→ **Quellenauszug**
════════════════════

Katholische Bischöfe bekräftigen Forderung nach Verbot der PID

"Gezielte Selektion"

Wenige Tage vor der Abstimmung im Bundestag zur Präimplantationsdiagnostik appellieren die katholischen Bischöfe an die Politik: PID sei "nicht hinnehmbar, weil Menschen bestimmen, was lebenswert ist und was nicht lebenswert ist", so der Bischofskonferenz-Vorsitzende Erzbischof Robert Zollitsch.

 (DR)

KNA: Herr Erzbischof, nach der evangelischen Kirche hat auch der Deutsche Ärztetag sich nicht der Forderung nach einem strikten PID-Verbot angeschlossen. Steht die katholische Kirche alleine mit ihrem konsequenten Nein?

════════════════════

→ **Gespeicherte Daten**

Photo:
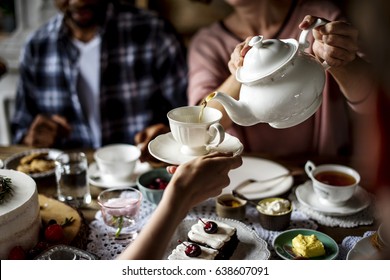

════════════════════

→ **Anforderung**
Bitte nennen Sie alle Institutionen und Gremien, die im Quellenauszug über das PID-Verbot ausgeschrieben vorkommen, also nicht nur als Abkürzung.

→ **Ergebnis**
- Bundestag
- Bischofskonferenz
- evangelische Kirche
- Deutscher Ärztetag
- katholische Kirche